- _TASK TO COMPLETE_:
Exactly as given, write out the lines from the one containing "of the village" through the end of the listing, with both ends included and nothing else.
─── GIVEN INFORMATION
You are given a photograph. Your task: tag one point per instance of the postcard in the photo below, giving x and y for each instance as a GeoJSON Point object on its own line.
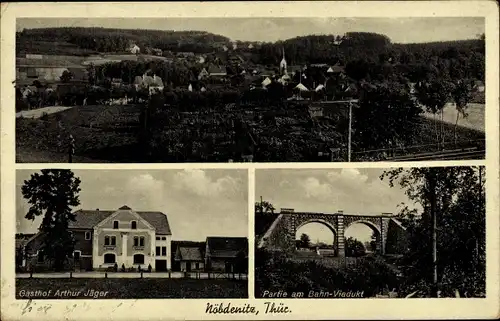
{"type": "Point", "coordinates": [250, 160]}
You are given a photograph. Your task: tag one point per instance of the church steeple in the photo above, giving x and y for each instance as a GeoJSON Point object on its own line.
{"type": "Point", "coordinates": [283, 65]}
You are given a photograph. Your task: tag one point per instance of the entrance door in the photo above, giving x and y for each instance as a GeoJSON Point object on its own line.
{"type": "Point", "coordinates": [161, 265]}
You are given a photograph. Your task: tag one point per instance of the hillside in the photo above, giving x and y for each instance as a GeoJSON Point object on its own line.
{"type": "Point", "coordinates": [355, 47]}
{"type": "Point", "coordinates": [84, 41]}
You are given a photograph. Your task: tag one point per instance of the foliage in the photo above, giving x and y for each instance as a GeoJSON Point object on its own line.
{"type": "Point", "coordinates": [462, 94]}
{"type": "Point", "coordinates": [264, 217]}
{"type": "Point", "coordinates": [460, 208]}
{"type": "Point", "coordinates": [51, 194]}
{"type": "Point", "coordinates": [119, 40]}
{"type": "Point", "coordinates": [387, 117]}
{"type": "Point", "coordinates": [304, 241]}
{"type": "Point", "coordinates": [354, 247]}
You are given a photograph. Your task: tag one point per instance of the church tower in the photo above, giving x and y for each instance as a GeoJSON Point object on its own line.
{"type": "Point", "coordinates": [283, 66]}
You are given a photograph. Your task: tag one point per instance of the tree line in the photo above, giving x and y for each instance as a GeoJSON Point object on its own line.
{"type": "Point", "coordinates": [119, 40]}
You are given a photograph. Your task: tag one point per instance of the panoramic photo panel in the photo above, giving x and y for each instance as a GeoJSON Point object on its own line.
{"type": "Point", "coordinates": [131, 234]}
{"type": "Point", "coordinates": [137, 90]}
{"type": "Point", "coordinates": [370, 233]}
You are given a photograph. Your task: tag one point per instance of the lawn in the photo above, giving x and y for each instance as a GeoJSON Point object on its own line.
{"type": "Point", "coordinates": [137, 288]}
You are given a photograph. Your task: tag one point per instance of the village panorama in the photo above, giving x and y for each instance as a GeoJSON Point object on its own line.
{"type": "Point", "coordinates": [89, 94]}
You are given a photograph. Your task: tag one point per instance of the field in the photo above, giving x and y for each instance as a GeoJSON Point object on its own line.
{"type": "Point", "coordinates": [103, 59]}
{"type": "Point", "coordinates": [50, 48]}
{"type": "Point", "coordinates": [137, 288]}
{"type": "Point", "coordinates": [100, 132]}
{"type": "Point", "coordinates": [474, 120]}
{"type": "Point", "coordinates": [110, 134]}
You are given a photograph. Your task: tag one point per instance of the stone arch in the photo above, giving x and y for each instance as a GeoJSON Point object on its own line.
{"type": "Point", "coordinates": [373, 226]}
{"type": "Point", "coordinates": [323, 222]}
{"type": "Point", "coordinates": [368, 223]}
{"type": "Point", "coordinates": [320, 221]}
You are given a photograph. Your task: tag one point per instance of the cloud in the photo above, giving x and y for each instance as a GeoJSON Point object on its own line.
{"type": "Point", "coordinates": [145, 182]}
{"type": "Point", "coordinates": [349, 189]}
{"type": "Point", "coordinates": [197, 182]}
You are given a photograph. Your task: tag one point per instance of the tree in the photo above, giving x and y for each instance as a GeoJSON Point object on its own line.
{"type": "Point", "coordinates": [305, 241]}
{"type": "Point", "coordinates": [434, 95]}
{"type": "Point", "coordinates": [462, 94]}
{"type": "Point", "coordinates": [51, 194]}
{"type": "Point", "coordinates": [264, 207]}
{"type": "Point", "coordinates": [354, 247]}
{"type": "Point", "coordinates": [447, 239]}
{"type": "Point", "coordinates": [386, 116]}
{"type": "Point", "coordinates": [66, 76]}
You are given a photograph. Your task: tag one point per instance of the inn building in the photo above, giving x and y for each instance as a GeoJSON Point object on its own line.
──────
- _SOLUTION FOR THIS PROBLEM_:
You are given a photograph. Your task: tag one point per instance of the village panorama in the photo above, giving x and y for each instance as a GeoJSON Point object on its own line.
{"type": "Point", "coordinates": [89, 94]}
You are given a photograph. Your task: tag one point per instance of the field in the photo above, giving x and y for each instance as a GeoJSON Point object on its own line.
{"type": "Point", "coordinates": [103, 59]}
{"type": "Point", "coordinates": [50, 48]}
{"type": "Point", "coordinates": [137, 288]}
{"type": "Point", "coordinates": [100, 132]}
{"type": "Point", "coordinates": [474, 120]}
{"type": "Point", "coordinates": [110, 134]}
You are given a photograph. Your task: tag one point per instance of the stone arch in the photo above, giving x and y for each instance as a GeoJSON Point object on its own line.
{"type": "Point", "coordinates": [373, 226]}
{"type": "Point", "coordinates": [323, 222]}
{"type": "Point", "coordinates": [368, 223]}
{"type": "Point", "coordinates": [320, 221]}
You are given a photograph. Your task: tag one point per instance of the cloud in the photo above, giving x and y for each instance as a GeoJSON Point object on its own line.
{"type": "Point", "coordinates": [145, 182]}
{"type": "Point", "coordinates": [349, 189]}
{"type": "Point", "coordinates": [197, 182]}
You are given a photograph. Your task: tag one point per instance of the tree in the photo above, giving x and y for each instance as a GeoJSON Point object on its own line.
{"type": "Point", "coordinates": [305, 241]}
{"type": "Point", "coordinates": [434, 95]}
{"type": "Point", "coordinates": [462, 94]}
{"type": "Point", "coordinates": [51, 194]}
{"type": "Point", "coordinates": [264, 207]}
{"type": "Point", "coordinates": [354, 247]}
{"type": "Point", "coordinates": [447, 239]}
{"type": "Point", "coordinates": [386, 116]}
{"type": "Point", "coordinates": [66, 76]}
You are given a photograph. Your task: tag one point per instance of the inn building in the photo above, giving x and y for each instance as a GeoJSON Point object on its own line.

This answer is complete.